(WRITTEN REQUEST): From the entries below, select and copy every line that contains the string "post".

(TASK INPUTS):
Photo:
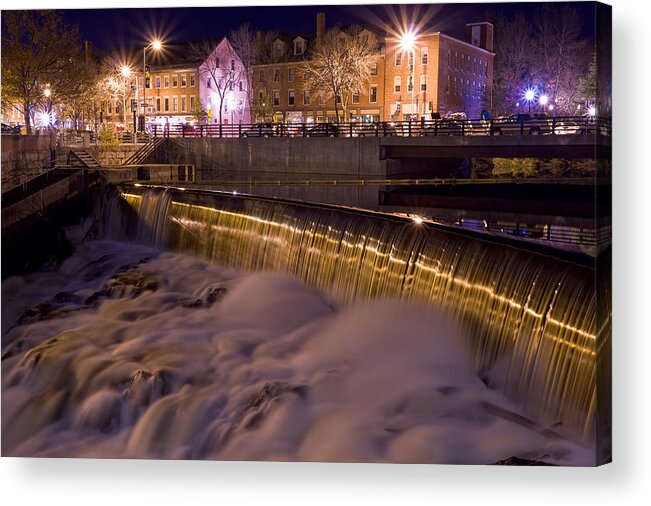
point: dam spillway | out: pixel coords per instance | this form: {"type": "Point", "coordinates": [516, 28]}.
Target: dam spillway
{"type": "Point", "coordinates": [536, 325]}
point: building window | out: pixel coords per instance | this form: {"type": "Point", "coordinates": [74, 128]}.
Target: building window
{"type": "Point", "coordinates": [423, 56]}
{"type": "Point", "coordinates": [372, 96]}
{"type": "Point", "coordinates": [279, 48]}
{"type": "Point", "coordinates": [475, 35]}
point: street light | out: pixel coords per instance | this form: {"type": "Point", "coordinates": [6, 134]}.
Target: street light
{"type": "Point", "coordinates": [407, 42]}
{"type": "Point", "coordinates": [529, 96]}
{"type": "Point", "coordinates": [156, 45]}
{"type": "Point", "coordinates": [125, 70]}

* * *

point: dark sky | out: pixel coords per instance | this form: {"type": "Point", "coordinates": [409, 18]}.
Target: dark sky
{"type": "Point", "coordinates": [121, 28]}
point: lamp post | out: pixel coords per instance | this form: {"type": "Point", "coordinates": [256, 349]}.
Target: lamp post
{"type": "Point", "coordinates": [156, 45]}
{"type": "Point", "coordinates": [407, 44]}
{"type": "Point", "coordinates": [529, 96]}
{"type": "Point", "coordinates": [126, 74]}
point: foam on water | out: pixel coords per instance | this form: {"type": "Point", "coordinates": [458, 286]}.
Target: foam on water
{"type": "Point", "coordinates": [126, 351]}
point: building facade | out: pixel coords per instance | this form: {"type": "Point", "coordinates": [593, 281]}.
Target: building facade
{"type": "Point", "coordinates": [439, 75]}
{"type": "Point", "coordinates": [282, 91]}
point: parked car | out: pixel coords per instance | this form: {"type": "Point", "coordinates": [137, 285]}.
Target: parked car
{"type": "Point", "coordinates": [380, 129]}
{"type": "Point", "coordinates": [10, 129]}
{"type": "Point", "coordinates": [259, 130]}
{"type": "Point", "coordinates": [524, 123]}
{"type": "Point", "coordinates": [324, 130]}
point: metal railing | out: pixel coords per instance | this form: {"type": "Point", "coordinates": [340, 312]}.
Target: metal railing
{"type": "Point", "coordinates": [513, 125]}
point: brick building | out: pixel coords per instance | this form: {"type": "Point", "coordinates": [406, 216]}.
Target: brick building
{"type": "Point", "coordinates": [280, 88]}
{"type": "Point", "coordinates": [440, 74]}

--

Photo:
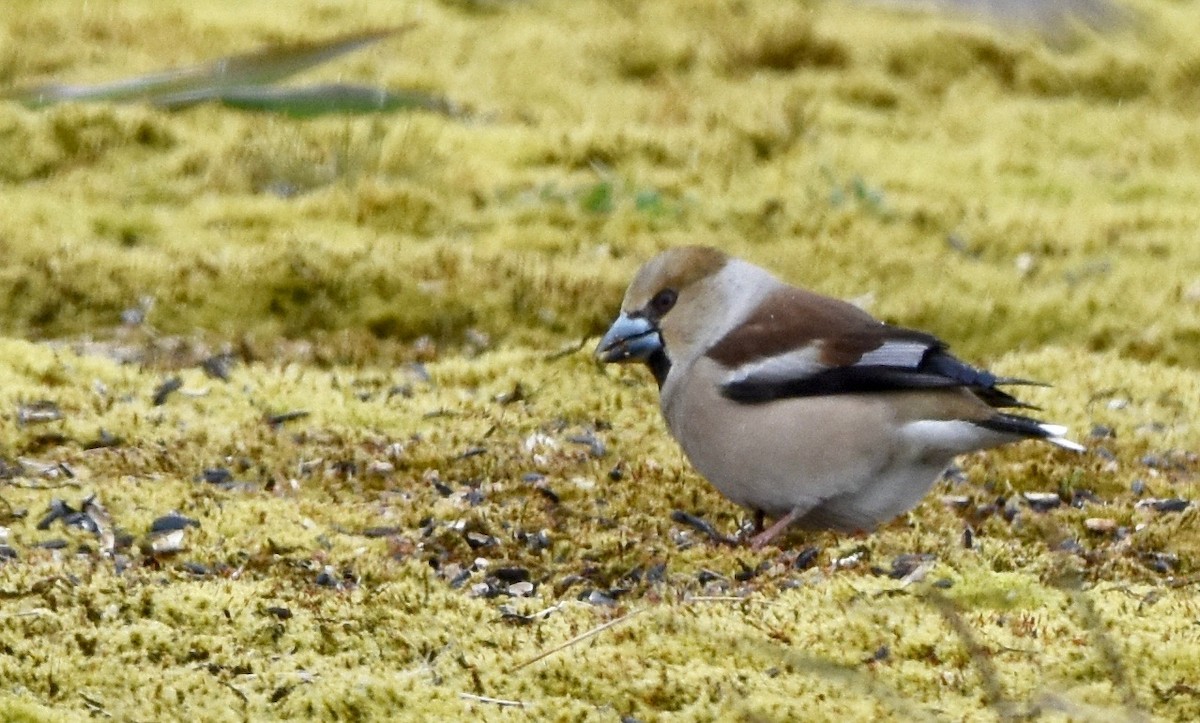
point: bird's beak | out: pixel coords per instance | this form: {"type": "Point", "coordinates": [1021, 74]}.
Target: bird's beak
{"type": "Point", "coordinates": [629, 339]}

(TASK RESULT):
point: lamp post | out: pixel coords per instance | this form: {"type": "Point", "coordinates": [256, 349]}.
Target: lamp post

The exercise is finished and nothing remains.